EXERCISE OBJECTIVE: Carry none of the pictures over; write out the complete data exactly.
>>
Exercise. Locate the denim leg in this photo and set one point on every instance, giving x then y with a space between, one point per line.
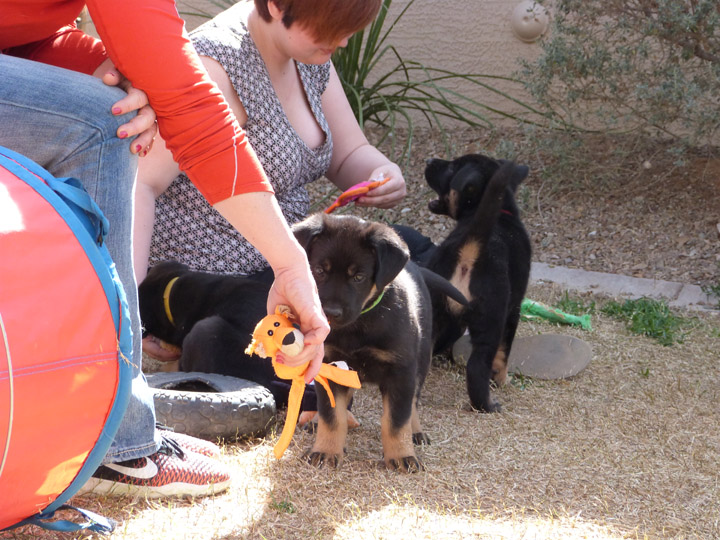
61 120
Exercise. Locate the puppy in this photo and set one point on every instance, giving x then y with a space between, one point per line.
486 256
211 318
380 315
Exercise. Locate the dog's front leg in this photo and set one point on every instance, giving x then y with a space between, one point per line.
397 431
329 446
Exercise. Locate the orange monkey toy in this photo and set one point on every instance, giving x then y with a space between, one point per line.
276 333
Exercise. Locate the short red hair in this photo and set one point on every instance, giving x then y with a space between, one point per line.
328 21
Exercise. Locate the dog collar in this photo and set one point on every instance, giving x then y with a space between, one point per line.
166 299
375 303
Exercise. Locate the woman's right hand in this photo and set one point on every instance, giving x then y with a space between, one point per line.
294 286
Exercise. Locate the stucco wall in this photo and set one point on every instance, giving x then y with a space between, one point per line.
464 36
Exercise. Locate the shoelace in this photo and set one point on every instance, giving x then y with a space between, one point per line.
170 447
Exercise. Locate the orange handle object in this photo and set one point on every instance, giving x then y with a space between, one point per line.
354 193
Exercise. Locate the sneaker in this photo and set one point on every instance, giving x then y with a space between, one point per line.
192 444
170 472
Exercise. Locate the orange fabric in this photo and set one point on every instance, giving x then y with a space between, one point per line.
53 50
267 342
147 42
58 354
297 388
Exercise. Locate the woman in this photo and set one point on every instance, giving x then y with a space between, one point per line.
271 60
60 117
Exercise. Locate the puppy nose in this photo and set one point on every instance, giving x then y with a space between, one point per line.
332 312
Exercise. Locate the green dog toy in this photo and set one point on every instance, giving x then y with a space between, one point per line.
530 310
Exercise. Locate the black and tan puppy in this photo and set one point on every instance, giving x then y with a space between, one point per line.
486 256
380 315
211 318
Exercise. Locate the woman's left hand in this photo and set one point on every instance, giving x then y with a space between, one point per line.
390 193
144 124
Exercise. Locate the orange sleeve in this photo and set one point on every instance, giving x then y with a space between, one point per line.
69 48
146 40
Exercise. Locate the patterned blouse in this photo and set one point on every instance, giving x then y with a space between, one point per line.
187 228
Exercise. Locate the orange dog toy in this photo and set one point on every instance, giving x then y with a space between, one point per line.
354 193
276 333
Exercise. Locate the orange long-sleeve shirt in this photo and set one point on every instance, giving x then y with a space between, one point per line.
147 42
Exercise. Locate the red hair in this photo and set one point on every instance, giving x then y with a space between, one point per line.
328 21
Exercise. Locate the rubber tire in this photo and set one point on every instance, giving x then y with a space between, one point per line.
224 407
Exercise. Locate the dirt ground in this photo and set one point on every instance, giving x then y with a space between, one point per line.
617 204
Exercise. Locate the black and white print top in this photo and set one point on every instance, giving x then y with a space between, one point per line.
187 228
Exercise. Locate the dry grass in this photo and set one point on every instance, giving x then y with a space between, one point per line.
629 448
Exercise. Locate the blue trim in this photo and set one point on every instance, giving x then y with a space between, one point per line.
89 226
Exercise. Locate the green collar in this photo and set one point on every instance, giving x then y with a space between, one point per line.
375 303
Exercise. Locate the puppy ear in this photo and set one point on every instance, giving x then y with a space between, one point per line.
391 253
518 175
306 230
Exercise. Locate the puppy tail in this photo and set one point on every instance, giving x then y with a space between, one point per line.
440 284
488 211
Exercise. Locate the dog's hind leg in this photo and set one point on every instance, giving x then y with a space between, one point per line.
419 437
486 323
332 427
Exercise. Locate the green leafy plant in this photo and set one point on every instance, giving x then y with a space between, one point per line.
396 96
285 506
648 317
633 64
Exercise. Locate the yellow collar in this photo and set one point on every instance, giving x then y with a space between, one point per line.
166 299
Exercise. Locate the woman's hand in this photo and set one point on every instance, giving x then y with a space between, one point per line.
295 286
390 193
144 124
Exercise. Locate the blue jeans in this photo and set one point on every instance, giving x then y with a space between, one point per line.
61 120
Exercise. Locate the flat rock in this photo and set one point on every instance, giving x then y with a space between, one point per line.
545 356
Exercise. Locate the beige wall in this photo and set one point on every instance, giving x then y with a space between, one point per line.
465 36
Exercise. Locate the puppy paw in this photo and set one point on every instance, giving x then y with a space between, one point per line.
491 406
409 464
321 459
420 438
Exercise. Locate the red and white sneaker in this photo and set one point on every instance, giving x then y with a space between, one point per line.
192 444
170 472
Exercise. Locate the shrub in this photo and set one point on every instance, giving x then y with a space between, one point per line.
635 64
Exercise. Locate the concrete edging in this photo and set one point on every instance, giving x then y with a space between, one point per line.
677 294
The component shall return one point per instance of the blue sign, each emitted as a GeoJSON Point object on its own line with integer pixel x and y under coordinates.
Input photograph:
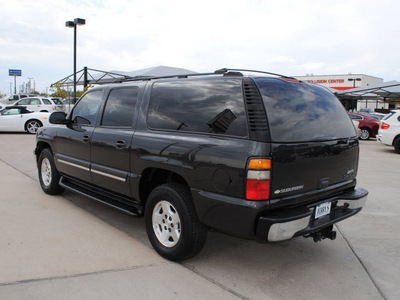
<<
EXERCISE ANSWER:
Exercise. Locate the denim leg in this photo and set one point on every instance, giving x then y with a space between, one point per line.
61 120
Exercise. Locate the puppy in this photo and set one point on every instance, giving x then y with a space between, one point per line.
486 256
211 318
380 315
Exercise. Locate the dog's front leg in this photo and set one point on every instance, giving x then y with a space between, one point per line.
397 431
329 446
Exercise. Locate the orange monkey toy in this photo and set one point on every instance, giving x then y with a space between, one point per line.
276 333
Exercise. Locate the short red hair in this photo and set one point on every instance, giving x then y with a space between, one point per line.
328 21
Exercise. Locate the dog collar in this photo and set one point on every instance, giving x then y with a space between, one point per line.
166 299
375 303
Exercise. Locate the woman's right hand in this photo and set one point on every instance, giving x then y with a space between, one point per line.
294 286
Exercise. Locate the stucco wall in this photo and set one point on every instance, giving x then y with a space between, one point per line.
464 36
Exercise. Locate the shoelace in this photo and set one point on every instance, giving x then y with a space between, one point per line.
170 447
Exercise. Locate the orange handle object in this photo and set one point on every instance, giving x then y with a space between, one point per line.
354 193
Exercise. Locate the sneaker in this photo and set one point on every instance, giving x then y with a space between, one point per line.
192 444
170 472
Exercise. Locate the orange fabric in this photo and set one point on every instance, giving x then y with a space between, one point per line.
53 50
267 342
147 42
58 354
297 388
Exercise. Locate the woman in this photo and set one point on every instance, giving x then y with a space between, one point per line.
271 60
60 117
Exercise. Locate the puppy nose in this photo and set one point on every instance, giving x then y with a space between, one point per line.
332 312
Exercise. Locate the green dog toy in this photo and set one point on every instance, giving x then y with a space between, one point per line.
530 310
Exercise. Locate the black and tan puppy in this photo and set one point on every instance, giving x then y with a space between, one point per line.
486 256
380 315
211 318
Exercise. Locate the woman's left hand in this photo and set one point on every instance, giving x then y with a space between, one point per line.
390 193
144 124
Exercise. Locate the orange sleeve in this photo and set one point on every instance, giving x then y with a space between, one point per line.
69 48
146 40
Exercise. Locate the patterned blouse in this photo and set one point on every instance, giving x then y with a space between, one point per line.
187 228
Exercise. Locate the orange dog toy in this photo and set one point on every instance, giving x then y with a space between, one point per line.
354 193
276 333
Exercise. Locate the orange long-sleeve shirt in this photo and set one point on every instance, giving x then y with a space between, one point per line.
147 42
Exercise. Locate the red hair in this photo and set one point on every instance, giving x then y with a space between, one point per line.
328 21
Exercise. Locate the rubber tire in this photo and set one point on every instance, giving x then y with a space between, one point per line.
224 407
Exercise. Locate the dirt ground in this photo and set one point on every instance, giving x then y with a space between, one point per line.
617 204
Exercise. Locate the black and white print top in this photo and set one point on every instance, giving x then y with a space between, one point per line.
187 228
Exercise. Locate the dry grass in this photo and set one point on every instance, giving x then y with a space between, one point per line.
629 448
Exercise. Locate the blue trim in this photo and set one point on every instance, giving x then y with a space between, one point per line.
89 226
Exercise. Locate the green collar in this photo and set one point on every instance, giving x then y with a space between, one point per line.
375 303
Exercise. Locate the puppy ear in this photo and set one point on every instance, giving x then y with a space between, one point per line.
391 253
518 175
306 230
Exercise. Locate the puppy tail in this photo and set one point on every instance, giving x then y with a space between, one point per line.
440 284
488 211
Exercise. Locate the dog's hind leg in this photo and set one point on every instance, giving x then y with a space between, one point per line.
419 437
486 323
332 427
Exercise. Locate the green leafy plant in this photo and set one point on every instance, giving x then y with a space between, one point per line.
396 96
285 506
648 317
633 64
Exercise. Locate the yellow collar in this photo and set one point on every instance, giving x then y with a space between, one point per line.
166 299
Exercise. Locate the woman's hand in this photo and set one point on every instance, giving x then y with a space between, one point per line.
295 286
390 193
144 124
Exercise. Locate the blue jeans in this photo and set one point on every instance, giving x then y with a space between, one point per line.
61 120
Exercise. Locate the flat rock in this photo and set one point on every instance, giving x then y with a space between, one point per line.
545 356
Exercise. Locate the beige wall in this photo and set one point on every instance, giving x then y with a space between, one point per line.
465 36
Exercise. Locate the puppy paw in this photo and set one point on every instance, giving x then y with a space between, one point per line.
491 406
409 464
321 459
420 438
Exercise. Locate the red and white sneaker in this photo and set one point on every instance, giving x then y with a space between, one point per line.
192 444
170 472
Exercise. Locate the shrub in this photo and set one point on every instance, giving x then y with a space between, one point per line.
635 64
Exercise. Locate the concrete edging in this photo and set one point on every instance, giving x then y with a space between, one point per line.
677 294
The component shall return one point per instance of the blue sign, each emitted as a GeoJSON Point object on its own line with integer pixel x and y under coordinates.
Input photograph:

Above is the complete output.